**指示**
下の行のうち、「segment the <item>dark navy clothing</item>」を含む行から最後の行までを、両端も含めてすべて書き直してください。その際、解答のパスにある座標値だけを2.25倍し、小数点以下は四捨五入（0.5は切り上げ）で整数にすること。
──────── 提供データ
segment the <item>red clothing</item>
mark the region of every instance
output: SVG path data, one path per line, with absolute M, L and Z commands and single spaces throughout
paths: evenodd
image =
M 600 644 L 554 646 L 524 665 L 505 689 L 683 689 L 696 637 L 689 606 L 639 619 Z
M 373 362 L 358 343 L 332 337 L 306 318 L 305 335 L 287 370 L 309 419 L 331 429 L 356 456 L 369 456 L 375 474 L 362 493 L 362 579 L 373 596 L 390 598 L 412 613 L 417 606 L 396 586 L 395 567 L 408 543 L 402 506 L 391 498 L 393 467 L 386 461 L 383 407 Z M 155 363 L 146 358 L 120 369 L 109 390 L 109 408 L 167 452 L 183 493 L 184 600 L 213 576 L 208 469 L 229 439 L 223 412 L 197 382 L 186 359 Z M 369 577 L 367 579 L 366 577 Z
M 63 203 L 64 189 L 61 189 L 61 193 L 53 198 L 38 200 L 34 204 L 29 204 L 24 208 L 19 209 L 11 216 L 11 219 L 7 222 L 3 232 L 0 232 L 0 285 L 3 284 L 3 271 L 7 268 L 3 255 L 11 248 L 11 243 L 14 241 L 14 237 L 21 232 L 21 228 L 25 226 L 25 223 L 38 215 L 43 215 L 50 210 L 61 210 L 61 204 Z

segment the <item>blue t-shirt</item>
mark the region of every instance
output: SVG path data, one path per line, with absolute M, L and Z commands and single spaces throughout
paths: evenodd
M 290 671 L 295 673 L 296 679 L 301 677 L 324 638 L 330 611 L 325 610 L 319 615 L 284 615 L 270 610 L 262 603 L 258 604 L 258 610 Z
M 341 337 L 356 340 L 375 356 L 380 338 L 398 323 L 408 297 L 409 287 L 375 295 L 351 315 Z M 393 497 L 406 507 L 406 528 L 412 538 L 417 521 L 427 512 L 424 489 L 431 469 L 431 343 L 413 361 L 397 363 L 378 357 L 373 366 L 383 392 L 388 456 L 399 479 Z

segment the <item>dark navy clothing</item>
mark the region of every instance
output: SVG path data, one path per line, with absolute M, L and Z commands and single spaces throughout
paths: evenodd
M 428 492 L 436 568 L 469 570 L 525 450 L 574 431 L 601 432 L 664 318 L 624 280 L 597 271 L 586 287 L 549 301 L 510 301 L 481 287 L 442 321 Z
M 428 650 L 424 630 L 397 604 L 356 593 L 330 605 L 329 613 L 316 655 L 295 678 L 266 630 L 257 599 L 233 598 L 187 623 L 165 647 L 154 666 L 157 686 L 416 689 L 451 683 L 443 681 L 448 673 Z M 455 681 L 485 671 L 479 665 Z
────────────────
**解答**
segment the <item>dark navy clothing</item>
mark the region of every instance
output: SVG path data, one path per line, with absolute M, L and Z commands and single spaces throughout
paths: evenodd
M 963 1107 L 981 1278 L 1055 1283 L 1181 1013 L 1292 970 L 1352 972 L 1494 716 L 1404 630 L 1343 610 L 1319 646 L 1235 677 L 1148 677 L 1082 646 L 995 722 Z
M 963 1463 L 954 1418 L 893 1359 L 801 1334 L 743 1361 L 740 1379 L 711 1474 L 664 1526 L 599 1418 L 578 1348 L 524 1346 L 421 1402 L 371 1456 L 347 1499 L 353 1544 L 936 1550 L 1015 1537 L 997 1532 L 1008 1514 Z M 1024 1532 L 1091 1510 L 1078 1496 Z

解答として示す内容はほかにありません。